## TASK DESCRIPTION
Leave out the pictures; transcribe all else exactly.

----

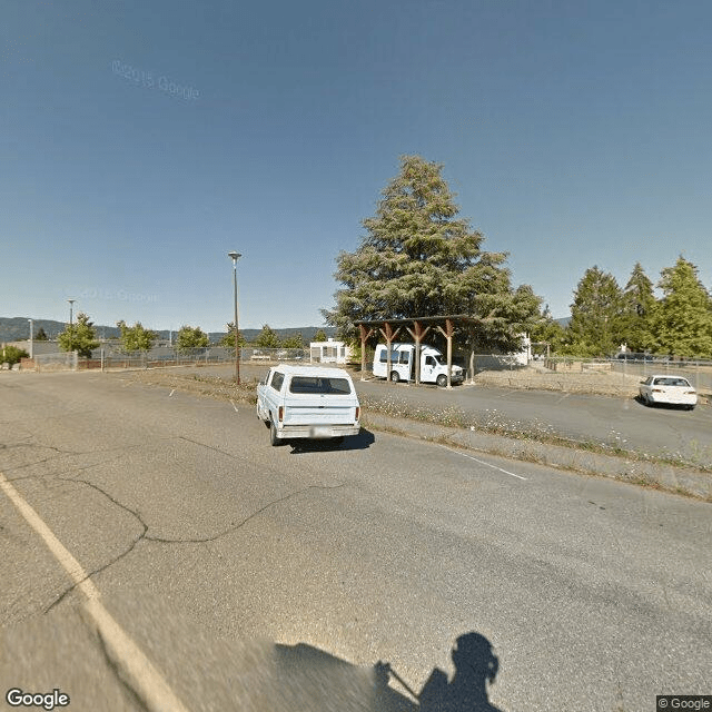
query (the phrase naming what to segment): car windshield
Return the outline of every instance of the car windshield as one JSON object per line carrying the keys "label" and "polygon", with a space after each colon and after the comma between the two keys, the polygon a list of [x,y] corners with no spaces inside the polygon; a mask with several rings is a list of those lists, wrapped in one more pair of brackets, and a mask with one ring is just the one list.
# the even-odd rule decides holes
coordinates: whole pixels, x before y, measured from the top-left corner
{"label": "car windshield", "polygon": [[347,396],[352,393],[352,386],[347,378],[293,376],[291,383],[289,384],[289,393],[318,393]]}
{"label": "car windshield", "polygon": [[664,377],[664,378],[655,378],[656,386],[678,386],[683,388],[691,388],[690,382],[686,378],[673,378],[673,377]]}

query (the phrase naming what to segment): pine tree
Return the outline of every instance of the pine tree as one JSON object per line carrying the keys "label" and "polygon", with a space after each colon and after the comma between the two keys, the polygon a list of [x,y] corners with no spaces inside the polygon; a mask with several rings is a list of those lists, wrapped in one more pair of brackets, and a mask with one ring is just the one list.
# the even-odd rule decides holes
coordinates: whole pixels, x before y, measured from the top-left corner
{"label": "pine tree", "polygon": [[505,253],[485,253],[482,233],[457,218],[442,165],[403,156],[355,253],[340,253],[336,307],[324,309],[342,338],[359,319],[467,314],[487,319],[473,336],[484,347],[514,348],[538,316],[531,287],[513,290]]}
{"label": "pine tree", "polygon": [[616,350],[621,333],[621,288],[615,277],[593,266],[574,293],[564,353],[607,357]]}
{"label": "pine tree", "polygon": [[712,299],[698,268],[682,256],[661,273],[663,298],[654,317],[657,350],[674,356],[712,356]]}
{"label": "pine tree", "polygon": [[[541,318],[532,327],[530,338],[532,343],[547,344],[548,353],[556,353],[564,343],[564,327],[552,317],[548,305],[545,305]],[[537,353],[541,349],[537,349]]]}
{"label": "pine tree", "polygon": [[640,263],[635,263],[621,300],[621,339],[629,350],[646,352],[655,347],[653,318],[656,307],[653,283]]}

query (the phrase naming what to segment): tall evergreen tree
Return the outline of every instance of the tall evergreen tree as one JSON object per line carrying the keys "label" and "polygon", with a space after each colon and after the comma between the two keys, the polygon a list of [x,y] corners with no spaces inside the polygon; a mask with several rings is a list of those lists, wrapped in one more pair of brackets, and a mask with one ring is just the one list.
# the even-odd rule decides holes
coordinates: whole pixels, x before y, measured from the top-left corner
{"label": "tall evergreen tree", "polygon": [[656,309],[657,350],[674,356],[712,356],[712,299],[698,277],[698,268],[682,257],[665,267],[657,286],[663,298]]}
{"label": "tall evergreen tree", "polygon": [[532,289],[512,289],[506,254],[483,251],[482,233],[456,217],[442,168],[403,156],[376,216],[363,220],[360,246],[339,254],[335,277],[344,288],[323,314],[343,338],[355,336],[359,319],[467,314],[487,319],[477,345],[508,349],[538,317]]}
{"label": "tall evergreen tree", "polygon": [[[544,306],[541,318],[534,324],[530,332],[532,343],[548,344],[548,353],[561,350],[564,344],[564,327],[552,317],[548,305]],[[543,349],[537,349],[541,352]]]}
{"label": "tall evergreen tree", "polygon": [[621,288],[615,277],[593,266],[586,269],[574,293],[565,353],[610,356],[620,345]]}
{"label": "tall evergreen tree", "polygon": [[632,352],[646,352],[655,347],[653,318],[657,300],[653,283],[640,263],[623,289],[621,300],[621,339]]}

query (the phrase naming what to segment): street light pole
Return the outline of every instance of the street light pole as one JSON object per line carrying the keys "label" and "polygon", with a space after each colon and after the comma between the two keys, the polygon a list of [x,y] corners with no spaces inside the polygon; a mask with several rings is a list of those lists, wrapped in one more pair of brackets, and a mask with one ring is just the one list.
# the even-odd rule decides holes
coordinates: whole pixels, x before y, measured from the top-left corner
{"label": "street light pole", "polygon": [[69,301],[69,353],[71,354],[75,346],[75,334],[73,334],[73,327],[72,327],[72,307],[75,305],[75,301],[77,301],[77,299],[67,299],[67,301]]}
{"label": "street light pole", "polygon": [[240,383],[240,350],[238,344],[239,330],[237,327],[237,260],[241,257],[240,253],[231,251],[227,254],[233,258],[233,290],[235,293],[235,382]]}

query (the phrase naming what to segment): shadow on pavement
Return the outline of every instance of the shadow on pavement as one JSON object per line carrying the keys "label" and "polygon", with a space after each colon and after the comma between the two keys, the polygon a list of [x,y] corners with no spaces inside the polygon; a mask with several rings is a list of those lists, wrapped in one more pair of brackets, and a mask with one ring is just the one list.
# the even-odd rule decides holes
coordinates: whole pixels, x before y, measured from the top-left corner
{"label": "shadow on pavement", "polygon": [[436,668],[417,693],[388,663],[358,668],[304,643],[277,644],[277,704],[315,712],[503,712],[487,695],[500,669],[490,641],[479,633],[465,633],[457,639],[452,659],[452,680]]}
{"label": "shadow on pavement", "polygon": [[375,442],[376,437],[370,431],[360,428],[358,435],[352,435],[343,439],[294,439],[287,441],[291,445],[291,455],[300,453],[316,453],[338,449],[368,449]]}

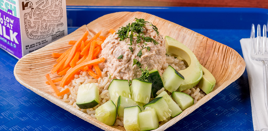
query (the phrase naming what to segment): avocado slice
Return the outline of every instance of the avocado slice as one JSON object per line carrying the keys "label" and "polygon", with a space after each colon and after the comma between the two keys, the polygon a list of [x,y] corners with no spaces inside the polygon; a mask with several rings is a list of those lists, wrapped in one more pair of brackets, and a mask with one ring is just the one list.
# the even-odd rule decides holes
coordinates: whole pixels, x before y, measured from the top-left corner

----

## FULL RESPONSE
query (the phrase naming what to segment): car windshield
Return the outline of every instance of the car windshield as one JSON object per line carrying the keys "label" and "polygon", with a space after each colon and after the comma between the two keys, the polygon a list of [x,y] corners with no spaces inside the polygon; a mask with several rings is a list of those lists, wrapped in one more pair of brackets, and a mask with one ring is just the one list.
# the even-odd rule decides holes
coordinates: whole pixels, x before y, measured from the top-left corner
{"label": "car windshield", "polygon": [[347,396],[352,393],[352,386],[347,378],[293,376],[291,383],[289,384],[289,393],[318,393]]}
{"label": "car windshield", "polygon": [[664,377],[664,378],[655,378],[656,386],[678,386],[683,388],[691,388],[690,382],[686,378],[673,378],[673,377]]}

query (the phrase naming what to segment): pine tree
Return the outline of every instance of the pine tree as one JSON object per line carrying the keys "label" and "polygon", with a space after each colon and after the comma between the two keys, the polygon a list of [x,y] corners with no spaces inside the polygon; a mask with several rings is a list of those lists, wrapped in one more pair of brackets, and a mask with one ring is just the one list.
# the even-odd rule decides holes
coordinates: whole pixels, x before y, measured from the top-left corner
{"label": "pine tree", "polygon": [[505,253],[485,253],[482,233],[457,218],[442,165],[403,156],[355,253],[340,253],[336,307],[324,309],[342,338],[359,319],[467,314],[487,319],[473,336],[484,347],[514,348],[538,316],[531,287],[513,290]]}
{"label": "pine tree", "polygon": [[616,350],[621,333],[621,288],[615,277],[593,266],[574,293],[564,353],[607,357]]}
{"label": "pine tree", "polygon": [[712,299],[698,268],[682,256],[661,273],[663,298],[654,317],[657,350],[674,356],[712,356]]}
{"label": "pine tree", "polygon": [[[541,318],[532,327],[530,338],[532,343],[547,344],[548,353],[556,353],[564,343],[564,327],[552,317],[548,305],[545,305]],[[537,353],[541,349],[537,349]]]}
{"label": "pine tree", "polygon": [[640,263],[635,263],[621,300],[621,339],[629,350],[646,352],[655,347],[653,318],[656,307],[653,283]]}

query (the phrase naming what to segment): tall evergreen tree
Return the outline of every instance of the tall evergreen tree as one JSON object per line carrying the keys "label" and "polygon", with a space after each colon and after the comma between the two keys, the polygon a list of [x,y] corners with no spaces inside the polygon; a mask with several rings is a list of those lists, wrapped in one more pair of brackets, and a mask with one ring is just the one list.
# the even-odd rule decides holes
coordinates: whole pixels, x before y, measured from the top-left corner
{"label": "tall evergreen tree", "polygon": [[656,309],[657,350],[674,356],[712,356],[712,299],[698,277],[698,268],[682,257],[665,267],[657,286],[663,298]]}
{"label": "tall evergreen tree", "polygon": [[532,289],[512,289],[506,254],[483,251],[482,233],[456,217],[442,168],[403,156],[376,216],[363,220],[360,246],[339,254],[335,277],[344,288],[323,314],[343,338],[355,336],[359,319],[467,314],[487,319],[477,345],[508,349],[538,317]]}
{"label": "tall evergreen tree", "polygon": [[[544,306],[541,318],[534,324],[530,332],[532,343],[548,344],[548,353],[561,350],[564,344],[564,327],[552,317],[548,305]],[[543,349],[537,349],[541,352]]]}
{"label": "tall evergreen tree", "polygon": [[621,288],[615,277],[593,266],[586,269],[574,293],[565,353],[610,356],[620,345]]}
{"label": "tall evergreen tree", "polygon": [[632,352],[646,352],[655,347],[653,318],[657,300],[653,283],[640,263],[623,289],[621,300],[621,339]]}

query (the phrase naming what to segment): street light pole
Return the outline of every instance of the street light pole as one JSON object per line carrying the keys "label" and "polygon", with a space after each colon and after the comma between the two keys, the polygon a list of [x,y] corners with no spaces inside the polygon; a mask with several rings is a list of those lists, wrapped in one more pair of brackets, and a mask with one ring is just the one list.
# the even-odd rule decides holes
coordinates: whole pixels, x before y, measured from the top-left corner
{"label": "street light pole", "polygon": [[69,301],[69,353],[71,354],[75,346],[75,334],[73,334],[73,327],[72,327],[72,307],[75,305],[75,301],[77,301],[77,299],[67,299],[67,301]]}
{"label": "street light pole", "polygon": [[240,383],[240,350],[238,344],[239,330],[237,327],[237,260],[241,257],[240,253],[231,251],[227,254],[233,258],[233,290],[235,293],[235,382]]}

query (the phrase naming what to segment): shadow on pavement
Return the outline of every instance of the shadow on pavement as one JSON object per line carrying the keys "label" and "polygon", with a space after each colon and after the comma between the two keys, the polygon a list of [x,y] corners with no spaces inside the polygon; a mask with several rings is a list of those lists, wrapped in one more pair of brackets, and a mask with one ring is just the one list.
# the even-odd rule decides holes
coordinates: whole pixels, x before y, measured from the top-left corner
{"label": "shadow on pavement", "polygon": [[436,668],[417,693],[388,663],[358,668],[304,643],[277,644],[277,704],[315,712],[503,712],[487,695],[500,669],[490,641],[479,633],[465,633],[457,639],[452,659],[452,680]]}
{"label": "shadow on pavement", "polygon": [[375,442],[376,437],[370,431],[360,428],[358,435],[352,435],[343,439],[294,439],[287,441],[291,445],[291,455],[300,453],[316,453],[338,449],[368,449]]}

query (the phrase naming what to segment): avocado slice
Return the outline of every instance of the avocado slice as one JSON object per line carrying the keys "label" and "polygon", with a space after each colon and after the comma between the two keys, the polygon a list of [x,y] corners with no spaces inside the polygon; a mask with several rings is a list of those lists, wrapped in one more pair of brackets, and a mask with one ring is just the one list.
# the even-odd rule decides holes
coordinates: whole pixels, x before y, measured from the top-left corner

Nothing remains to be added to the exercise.